### Document segment
▼▼▼

Who is Phra Witsanukam?

Phra Witsanukam is the Thai name for the deity or demiurge known to
Hindus and Buddhists as Vishwakarma (Viśvakarmā [Sanskrit]; Vissakamma [Pali])—literally ‘Maker of the Universe’ or ‘All-Maker’. Although celebrated as the divine craftsman who made marvellous weapons and dwellings for the gods, Vishwakarma gets only brief or passing mention in the Vedas, the Ramayana and Mahabharata, and the Jatakas. There is also evidence to suggest that ‘Vishwakarma’ was not a singular god in India’s Vedic and epic literatures but rather an epithet attributed to any god with striking creative and technical powers. No surprise, then, that many Thai people think of Phra Witsanukam as a name for Vishnu, one of the principal deities of Hinduism.8 In all instances of his appearance across South and Southeast Asia, the figure of Vishwakarma is seen as the divine source of artisanal, architectural, industrial, and technical craft. By and large he remains a ‘small’ and relatively obscure god, associated today primarily with artisans, technicians, engineers, mechanics, and fabricators as their patron deity.9
In the Buddhist textual canon, Vishwakarma (Vissakamma) usually acts at
the behest of Indra (Sakka), king of the gods. Take, for example, the Jataka
tales, which recount the previous lives of the Buddha when he was born as the being known as the Bodhisattva, tasked with cultivating the moral perfections necessary to one day achieve Buddhahood. Whenever the Bodhisattva is in need of a pavilion, a dwelling, a staircase, a structure, or a device of some kind, Indra’s throne heats up. That, in turn, prompts Indra to summon Vishwakarma, the divine architect and engineer, to build (more often by way of mantra or imaginative will than with tools) whatever is required for the Buddha-to-be.

▲▲▲

### Information supplied
▼▼▼

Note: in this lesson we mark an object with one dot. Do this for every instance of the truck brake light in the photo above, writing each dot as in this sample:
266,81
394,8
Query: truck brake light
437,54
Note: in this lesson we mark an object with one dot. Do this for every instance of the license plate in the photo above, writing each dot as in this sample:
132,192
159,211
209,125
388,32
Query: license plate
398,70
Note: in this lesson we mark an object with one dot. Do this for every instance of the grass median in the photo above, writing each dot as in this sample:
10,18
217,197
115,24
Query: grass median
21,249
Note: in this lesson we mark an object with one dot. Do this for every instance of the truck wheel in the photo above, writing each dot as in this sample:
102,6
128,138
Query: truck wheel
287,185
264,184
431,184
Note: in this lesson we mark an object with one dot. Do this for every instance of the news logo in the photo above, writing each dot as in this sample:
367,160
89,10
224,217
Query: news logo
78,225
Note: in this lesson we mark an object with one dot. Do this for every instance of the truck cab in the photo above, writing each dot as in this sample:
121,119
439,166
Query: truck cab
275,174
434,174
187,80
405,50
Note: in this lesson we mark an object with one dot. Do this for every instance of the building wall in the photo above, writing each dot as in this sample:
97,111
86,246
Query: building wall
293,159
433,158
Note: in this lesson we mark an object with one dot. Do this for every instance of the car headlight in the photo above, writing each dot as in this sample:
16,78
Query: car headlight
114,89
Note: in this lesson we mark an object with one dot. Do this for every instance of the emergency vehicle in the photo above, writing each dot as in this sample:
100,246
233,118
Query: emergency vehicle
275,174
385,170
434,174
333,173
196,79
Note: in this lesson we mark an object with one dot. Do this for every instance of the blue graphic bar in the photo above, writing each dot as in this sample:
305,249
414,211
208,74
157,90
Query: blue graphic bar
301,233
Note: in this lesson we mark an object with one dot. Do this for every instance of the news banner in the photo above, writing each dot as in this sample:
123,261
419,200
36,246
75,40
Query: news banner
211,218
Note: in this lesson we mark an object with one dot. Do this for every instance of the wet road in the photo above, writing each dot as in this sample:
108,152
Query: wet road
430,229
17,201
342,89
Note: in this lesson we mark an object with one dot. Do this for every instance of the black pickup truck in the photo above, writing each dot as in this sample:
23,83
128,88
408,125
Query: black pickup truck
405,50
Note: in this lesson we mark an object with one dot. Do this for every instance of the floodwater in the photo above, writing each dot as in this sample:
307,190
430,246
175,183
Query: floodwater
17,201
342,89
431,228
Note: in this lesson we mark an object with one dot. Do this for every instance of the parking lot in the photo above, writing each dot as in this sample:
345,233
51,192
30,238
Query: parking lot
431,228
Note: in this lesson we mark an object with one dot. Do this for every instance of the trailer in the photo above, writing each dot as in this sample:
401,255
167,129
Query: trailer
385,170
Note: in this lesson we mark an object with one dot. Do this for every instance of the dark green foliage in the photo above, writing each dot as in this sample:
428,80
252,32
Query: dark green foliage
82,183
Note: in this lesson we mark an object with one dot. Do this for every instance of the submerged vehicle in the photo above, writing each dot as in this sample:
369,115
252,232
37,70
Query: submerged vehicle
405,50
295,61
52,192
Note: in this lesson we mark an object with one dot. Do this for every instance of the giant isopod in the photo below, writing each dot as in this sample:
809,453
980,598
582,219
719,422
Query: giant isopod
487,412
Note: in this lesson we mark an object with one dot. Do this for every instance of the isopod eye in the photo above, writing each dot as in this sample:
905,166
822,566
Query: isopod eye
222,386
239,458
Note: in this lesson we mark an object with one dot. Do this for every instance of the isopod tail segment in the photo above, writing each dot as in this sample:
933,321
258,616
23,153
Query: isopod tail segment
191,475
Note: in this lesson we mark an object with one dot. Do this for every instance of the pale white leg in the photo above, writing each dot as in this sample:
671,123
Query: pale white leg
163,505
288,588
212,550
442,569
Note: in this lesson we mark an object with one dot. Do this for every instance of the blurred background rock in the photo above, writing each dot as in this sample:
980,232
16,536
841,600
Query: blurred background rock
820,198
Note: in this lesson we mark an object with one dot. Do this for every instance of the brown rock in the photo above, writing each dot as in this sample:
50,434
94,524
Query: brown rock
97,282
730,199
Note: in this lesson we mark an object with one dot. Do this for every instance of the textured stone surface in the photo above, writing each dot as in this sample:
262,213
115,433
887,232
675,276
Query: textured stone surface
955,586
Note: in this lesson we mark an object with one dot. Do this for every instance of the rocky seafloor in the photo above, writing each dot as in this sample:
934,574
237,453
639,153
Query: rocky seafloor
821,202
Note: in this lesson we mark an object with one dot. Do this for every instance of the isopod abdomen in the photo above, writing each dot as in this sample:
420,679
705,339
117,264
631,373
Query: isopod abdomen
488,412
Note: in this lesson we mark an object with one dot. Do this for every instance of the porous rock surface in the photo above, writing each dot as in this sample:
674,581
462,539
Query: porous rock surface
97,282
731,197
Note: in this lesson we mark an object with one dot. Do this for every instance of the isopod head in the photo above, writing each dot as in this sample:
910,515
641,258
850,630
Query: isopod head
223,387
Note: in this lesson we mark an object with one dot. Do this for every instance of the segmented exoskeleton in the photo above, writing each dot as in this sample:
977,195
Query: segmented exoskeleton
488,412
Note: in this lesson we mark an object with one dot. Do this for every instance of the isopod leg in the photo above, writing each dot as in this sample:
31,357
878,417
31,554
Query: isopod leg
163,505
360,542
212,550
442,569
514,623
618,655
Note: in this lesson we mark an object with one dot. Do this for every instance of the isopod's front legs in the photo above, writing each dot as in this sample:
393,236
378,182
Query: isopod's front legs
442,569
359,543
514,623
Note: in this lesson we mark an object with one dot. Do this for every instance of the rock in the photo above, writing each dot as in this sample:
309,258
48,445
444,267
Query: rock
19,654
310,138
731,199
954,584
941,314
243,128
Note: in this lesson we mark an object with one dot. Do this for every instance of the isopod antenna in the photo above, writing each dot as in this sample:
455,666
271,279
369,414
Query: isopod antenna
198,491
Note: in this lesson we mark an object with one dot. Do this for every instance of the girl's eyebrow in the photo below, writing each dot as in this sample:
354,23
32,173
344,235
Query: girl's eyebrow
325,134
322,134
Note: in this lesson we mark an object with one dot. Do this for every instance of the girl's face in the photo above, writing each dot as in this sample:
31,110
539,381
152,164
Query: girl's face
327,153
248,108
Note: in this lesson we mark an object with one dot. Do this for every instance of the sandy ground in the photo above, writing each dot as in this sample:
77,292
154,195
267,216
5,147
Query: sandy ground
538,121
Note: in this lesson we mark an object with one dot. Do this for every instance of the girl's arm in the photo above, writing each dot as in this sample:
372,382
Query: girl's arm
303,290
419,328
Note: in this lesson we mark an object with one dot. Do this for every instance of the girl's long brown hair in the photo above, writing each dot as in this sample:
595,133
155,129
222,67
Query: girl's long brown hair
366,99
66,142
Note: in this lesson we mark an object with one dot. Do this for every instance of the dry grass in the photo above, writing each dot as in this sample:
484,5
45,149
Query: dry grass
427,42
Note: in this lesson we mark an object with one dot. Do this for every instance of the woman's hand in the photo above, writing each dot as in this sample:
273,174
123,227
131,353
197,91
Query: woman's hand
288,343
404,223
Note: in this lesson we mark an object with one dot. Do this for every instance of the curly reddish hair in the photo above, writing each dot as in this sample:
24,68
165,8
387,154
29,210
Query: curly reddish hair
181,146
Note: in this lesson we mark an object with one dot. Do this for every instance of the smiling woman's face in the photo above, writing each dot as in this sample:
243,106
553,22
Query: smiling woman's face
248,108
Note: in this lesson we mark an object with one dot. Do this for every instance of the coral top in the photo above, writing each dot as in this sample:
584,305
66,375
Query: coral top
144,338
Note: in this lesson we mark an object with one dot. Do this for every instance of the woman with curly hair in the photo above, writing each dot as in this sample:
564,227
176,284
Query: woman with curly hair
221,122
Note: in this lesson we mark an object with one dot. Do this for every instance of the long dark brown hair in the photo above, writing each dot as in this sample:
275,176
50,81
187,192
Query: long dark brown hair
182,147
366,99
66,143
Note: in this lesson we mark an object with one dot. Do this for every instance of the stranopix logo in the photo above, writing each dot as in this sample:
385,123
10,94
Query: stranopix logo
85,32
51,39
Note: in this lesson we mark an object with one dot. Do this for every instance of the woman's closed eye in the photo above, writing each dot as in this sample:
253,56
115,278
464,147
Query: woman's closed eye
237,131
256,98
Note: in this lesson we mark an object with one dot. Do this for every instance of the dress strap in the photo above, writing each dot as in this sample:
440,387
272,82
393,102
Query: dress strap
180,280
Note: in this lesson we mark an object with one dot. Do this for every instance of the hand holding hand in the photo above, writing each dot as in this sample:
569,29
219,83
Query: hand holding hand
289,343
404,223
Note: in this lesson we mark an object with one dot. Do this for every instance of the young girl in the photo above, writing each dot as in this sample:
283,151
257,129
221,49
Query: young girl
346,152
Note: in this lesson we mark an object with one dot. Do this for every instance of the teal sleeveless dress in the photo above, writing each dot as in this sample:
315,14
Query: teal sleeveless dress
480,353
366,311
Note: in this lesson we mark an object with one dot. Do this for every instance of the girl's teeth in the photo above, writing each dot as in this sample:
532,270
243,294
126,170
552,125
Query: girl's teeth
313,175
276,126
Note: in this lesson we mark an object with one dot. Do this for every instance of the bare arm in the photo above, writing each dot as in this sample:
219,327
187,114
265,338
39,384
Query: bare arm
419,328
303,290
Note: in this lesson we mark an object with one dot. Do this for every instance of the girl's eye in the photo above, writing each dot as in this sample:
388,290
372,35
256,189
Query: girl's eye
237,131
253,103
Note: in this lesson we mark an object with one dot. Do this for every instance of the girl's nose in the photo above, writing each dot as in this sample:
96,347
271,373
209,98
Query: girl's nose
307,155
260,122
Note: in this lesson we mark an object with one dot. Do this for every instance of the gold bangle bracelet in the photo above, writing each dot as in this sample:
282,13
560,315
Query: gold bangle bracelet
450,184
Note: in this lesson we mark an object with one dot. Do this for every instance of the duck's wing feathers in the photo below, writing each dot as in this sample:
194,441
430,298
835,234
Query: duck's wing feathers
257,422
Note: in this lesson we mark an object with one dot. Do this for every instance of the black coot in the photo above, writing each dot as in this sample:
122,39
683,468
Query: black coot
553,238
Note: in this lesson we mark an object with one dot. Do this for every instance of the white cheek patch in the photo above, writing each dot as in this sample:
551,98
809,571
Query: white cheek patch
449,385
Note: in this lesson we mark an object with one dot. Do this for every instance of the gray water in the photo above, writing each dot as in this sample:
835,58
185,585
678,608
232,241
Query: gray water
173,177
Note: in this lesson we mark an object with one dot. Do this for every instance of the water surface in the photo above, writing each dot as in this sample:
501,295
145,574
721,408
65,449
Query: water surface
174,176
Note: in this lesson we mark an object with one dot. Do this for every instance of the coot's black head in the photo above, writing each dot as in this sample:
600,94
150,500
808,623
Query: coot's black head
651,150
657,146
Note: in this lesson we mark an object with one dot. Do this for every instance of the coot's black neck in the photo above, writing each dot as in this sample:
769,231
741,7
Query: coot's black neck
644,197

▲▲▲

### What the exercise asks
Write the next few sentences of the passage on Phra Witsanukam, picking up after its final sentence.

### Written answer
In other Buddhist literature and lore such as the Thupavamsa, the 13th century (CE) chronicle that describes the making of ‘The Great Stūpa’ (Mahathūpa) in Sri Lanka, Vishwakarma descends to earth to possess an unsuspecting villager or craftsman to create, in fulfilment of Indra’s command, magnificent worldly shrine to house some of the Buddha’s relics.10 Even the ceremonial name for Bangkok includes mention of Vishwakarma (Phra Witsanukam). In 1782, King Phutthayotfa Chulalok (Rama I) established himself as the monarch of Siam, founded Bangkok as its capital, and declared the city to be the ‘City of Angels, Great City of Immortals’. Then, in the mid-nineteenth century, Rama IV added to the name of the capital city still further appellations: ‘Magnificent City of
the Nine Gems, Seat of the King, City of Royal Palaces, Home of the Gods Incarnate, Erected by Witsanukam at Sakka's Behest’ [italics ours].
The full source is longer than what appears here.